* About this exercise:
Please produce an exact transcription of the lines from the one containing "Where can the white" through the last line of the entries, leaving out every picture.
::: Material for this task
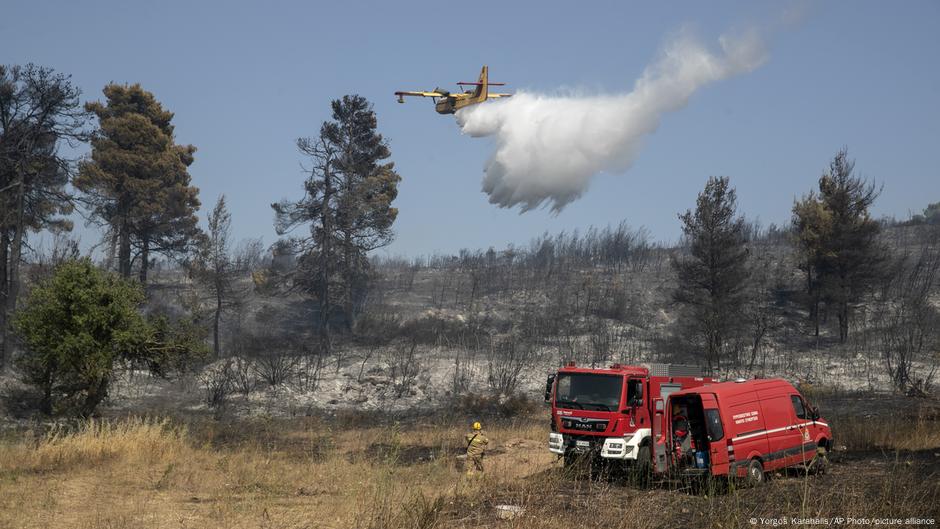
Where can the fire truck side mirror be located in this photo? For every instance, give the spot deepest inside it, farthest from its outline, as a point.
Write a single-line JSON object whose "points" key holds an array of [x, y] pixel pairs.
{"points": [[548, 387]]}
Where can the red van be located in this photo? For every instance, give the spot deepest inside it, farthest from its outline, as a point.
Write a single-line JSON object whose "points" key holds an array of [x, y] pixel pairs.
{"points": [[741, 429]]}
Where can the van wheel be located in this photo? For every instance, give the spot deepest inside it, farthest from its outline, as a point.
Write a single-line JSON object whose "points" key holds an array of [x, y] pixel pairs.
{"points": [[820, 462], [755, 472]]}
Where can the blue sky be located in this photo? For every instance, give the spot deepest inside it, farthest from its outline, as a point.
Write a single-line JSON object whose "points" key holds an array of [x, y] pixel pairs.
{"points": [[246, 79]]}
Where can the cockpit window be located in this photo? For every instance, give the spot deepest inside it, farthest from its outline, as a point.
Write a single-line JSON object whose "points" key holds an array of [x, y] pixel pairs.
{"points": [[798, 407], [713, 425]]}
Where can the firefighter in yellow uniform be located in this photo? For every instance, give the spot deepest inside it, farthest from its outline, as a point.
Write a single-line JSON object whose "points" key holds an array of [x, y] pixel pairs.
{"points": [[476, 445]]}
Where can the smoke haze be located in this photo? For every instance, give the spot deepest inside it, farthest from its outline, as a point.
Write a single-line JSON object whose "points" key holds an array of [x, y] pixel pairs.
{"points": [[549, 147]]}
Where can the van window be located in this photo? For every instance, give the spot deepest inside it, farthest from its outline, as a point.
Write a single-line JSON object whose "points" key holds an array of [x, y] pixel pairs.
{"points": [[798, 406], [713, 425]]}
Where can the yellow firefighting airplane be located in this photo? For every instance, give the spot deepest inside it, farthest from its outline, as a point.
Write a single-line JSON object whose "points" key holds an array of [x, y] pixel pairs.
{"points": [[448, 103]]}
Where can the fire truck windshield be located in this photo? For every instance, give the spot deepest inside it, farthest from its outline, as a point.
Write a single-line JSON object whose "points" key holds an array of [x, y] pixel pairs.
{"points": [[588, 391]]}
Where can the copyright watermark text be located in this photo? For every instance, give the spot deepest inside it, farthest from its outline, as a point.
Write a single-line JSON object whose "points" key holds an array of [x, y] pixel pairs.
{"points": [[793, 520]]}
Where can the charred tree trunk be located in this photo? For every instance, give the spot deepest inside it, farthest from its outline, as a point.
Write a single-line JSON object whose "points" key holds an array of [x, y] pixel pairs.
{"points": [[124, 250], [144, 260], [216, 320], [4, 291]]}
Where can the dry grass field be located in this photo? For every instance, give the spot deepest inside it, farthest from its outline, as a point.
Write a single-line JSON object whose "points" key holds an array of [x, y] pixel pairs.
{"points": [[347, 471]]}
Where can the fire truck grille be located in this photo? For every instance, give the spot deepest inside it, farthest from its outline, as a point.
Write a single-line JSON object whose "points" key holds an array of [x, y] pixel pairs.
{"points": [[585, 424]]}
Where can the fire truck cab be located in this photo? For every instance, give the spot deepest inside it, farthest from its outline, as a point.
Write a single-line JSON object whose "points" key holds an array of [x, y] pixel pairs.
{"points": [[741, 429], [609, 414]]}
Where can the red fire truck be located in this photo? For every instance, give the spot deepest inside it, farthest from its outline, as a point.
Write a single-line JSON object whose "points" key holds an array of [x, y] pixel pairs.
{"points": [[609, 415], [741, 429]]}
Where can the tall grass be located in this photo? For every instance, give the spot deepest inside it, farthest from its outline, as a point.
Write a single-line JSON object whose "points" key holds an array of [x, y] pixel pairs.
{"points": [[158, 473]]}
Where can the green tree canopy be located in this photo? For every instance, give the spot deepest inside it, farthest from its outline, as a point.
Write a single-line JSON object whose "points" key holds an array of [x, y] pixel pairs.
{"points": [[137, 182], [39, 113], [347, 206], [77, 324]]}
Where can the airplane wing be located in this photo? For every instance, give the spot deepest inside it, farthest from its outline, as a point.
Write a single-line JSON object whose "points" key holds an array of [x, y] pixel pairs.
{"points": [[420, 94]]}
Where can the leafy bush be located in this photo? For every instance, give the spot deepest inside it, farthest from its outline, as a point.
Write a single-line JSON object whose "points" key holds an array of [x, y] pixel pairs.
{"points": [[77, 324]]}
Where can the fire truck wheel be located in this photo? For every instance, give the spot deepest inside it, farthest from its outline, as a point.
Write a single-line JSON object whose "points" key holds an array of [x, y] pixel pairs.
{"points": [[755, 472]]}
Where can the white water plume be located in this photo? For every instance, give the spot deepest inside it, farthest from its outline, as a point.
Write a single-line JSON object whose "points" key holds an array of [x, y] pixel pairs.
{"points": [[549, 147]]}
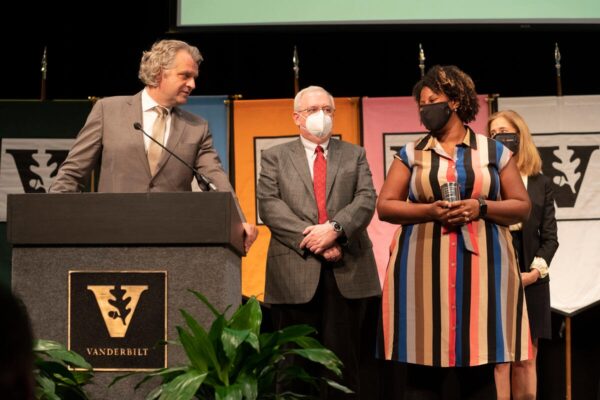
::::::
* The completed task:
Where can the white water plume be located in this photo? For every instance, give the spot deepest inside it, farthest from its outline, as a point.
Write a single-line JSON object whose "points" key holds an array of [x, y] pixel pairs.
{"points": [[549, 147]]}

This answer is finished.